Text section:
· · ·
Skip to content
New issue

Have a question about this project? Sign up for a free GitHub account to open an issue and contact its maintainers and the community.

By clicking “Sign up for GitHub”, you agree to our terms of service and privacy statement. We’ll occasionally send you account related emails.

Already on GitHub? Sign in to your account

💡How to access ETCD from mgmt cluster? #75

Open
mogliang opened this issue Nov 22, 2023 · 10 comments
Open

💡How to access ETCD from mgmt cluster? #75

mogliang opened this issue Nov 22, 2023 · 10 comments

Comments

@mogliang
Copy link
Collaborator

mogliang commented Nov 22, 2023

k3s etcd is not a static pod but inside k3s host process. Which means we cannot use kubernetes port-forward to access k3s endpoint. I want to start this thread to discuss how we can access k3s etcd endpoint from capi mgmt cluster.

Below are some ideas in my mind:

  1. Access etcd endpoint directly by vm address.

This is the most straightforward way. capi machine has MachineAddresses field which expose vm address info, mgmt cluster can start a connection to machine address on 2379 port to access etcd client endpoints.

The big drawback could be: it has more network requirement, it requires network be routable between mgmt cluster and target cluster vm. Besides, it could expose more attack surface, that means users may take more effort to ensure the system security.
· · ·
Exercise details:
Pick up the GitHub issue thread on reaching k3s etcd from the management cluster after its last sentence and carry it further. The listing that follows has no connection to the GitHub issue thread.

Supplied records:
· · ·
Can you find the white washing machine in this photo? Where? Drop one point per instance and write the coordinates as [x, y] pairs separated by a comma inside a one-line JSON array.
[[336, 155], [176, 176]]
· · ·
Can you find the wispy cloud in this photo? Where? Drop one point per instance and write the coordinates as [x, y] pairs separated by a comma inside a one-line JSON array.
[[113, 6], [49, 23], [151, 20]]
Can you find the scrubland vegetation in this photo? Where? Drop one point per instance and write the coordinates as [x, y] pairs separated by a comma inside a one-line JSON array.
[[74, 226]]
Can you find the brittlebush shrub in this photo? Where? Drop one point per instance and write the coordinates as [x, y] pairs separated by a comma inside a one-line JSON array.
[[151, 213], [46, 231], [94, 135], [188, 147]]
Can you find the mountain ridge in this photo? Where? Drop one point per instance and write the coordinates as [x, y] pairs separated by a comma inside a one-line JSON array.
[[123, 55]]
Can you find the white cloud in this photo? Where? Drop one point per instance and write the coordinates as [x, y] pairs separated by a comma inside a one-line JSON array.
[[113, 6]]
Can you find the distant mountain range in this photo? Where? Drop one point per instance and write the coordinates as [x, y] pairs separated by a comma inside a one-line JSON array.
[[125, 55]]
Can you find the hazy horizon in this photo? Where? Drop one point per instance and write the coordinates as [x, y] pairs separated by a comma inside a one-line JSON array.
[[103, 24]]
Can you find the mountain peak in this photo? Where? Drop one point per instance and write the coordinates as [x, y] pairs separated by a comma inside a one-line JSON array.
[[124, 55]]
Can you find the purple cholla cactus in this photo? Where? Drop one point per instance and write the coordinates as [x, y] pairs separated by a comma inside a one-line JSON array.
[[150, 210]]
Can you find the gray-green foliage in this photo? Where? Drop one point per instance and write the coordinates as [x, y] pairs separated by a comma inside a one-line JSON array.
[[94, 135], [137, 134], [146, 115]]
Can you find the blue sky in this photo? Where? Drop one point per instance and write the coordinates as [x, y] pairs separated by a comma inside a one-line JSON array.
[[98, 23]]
· · ·
Answer to the problem:
  1. Daemonset in target cluster cp nodes to forward etcd traffic.

We deploy daemonset to target cluster's cp nodes, it does one simple job, just forward 2379 traffic to its host's 2379 port. So, mgmt cluster can still use kubernetes port-forward to access daemonset pod, and forward again to host etcd endpoint. Theoretically, this shall work, but I haven't tested yet.

The drawback is also very obvious, it need deploy pods on target cluster, which is not very user-friendly.

Although k3s cp provider can still work without access etcd, but it's not safe, we need fix this issue to make project production ready. Please comment below to share your idea⚡

@mogliang
Copy link
Collaborator Author

cc @zawachte

@mogliang
Copy link
Collaborator Author

The doc says we can use apiserver as proxy to access node!? Any one has more details on this?
https://kubernetes.io/docs/concepts/cluster-administration/proxies/

The apiserver proxy:

is a bastion built into the apiserver
connects a user outside of the cluster to cluster IPs which otherwise might not be reachable
runs in the apiserver processes
client to proxy uses HTTPS (or http if apiserver so configured)
proxy to target may use HTTP or HTTPS as chosen by proxy using available information
can be used to reach a Node, Pod, or Service
does load balancing when used to reach a Service

@lukebond
Copy link
Contributor

lukebond commented Nov 23, 2023

i'm not familiar with the apiserver proxy, so can't shed any light on it. docs are quite thin, they mention it can be used to access nodes but don't show you how. kubectl cluster-info seems to list only the services in the kube-system namespace on one of our clusters here that i'm looking at. i think using services isn't useful without adding a daemonset like you propose. would be interested to know how the node access works if anyone knows. going in via the k8s API is attractive as it doesn't require extra networking configuration. for option 1 to work for us we'd need to add 2379 to the CP security group. easy enough to do, but an added burden for users of MHC that might not be obvious.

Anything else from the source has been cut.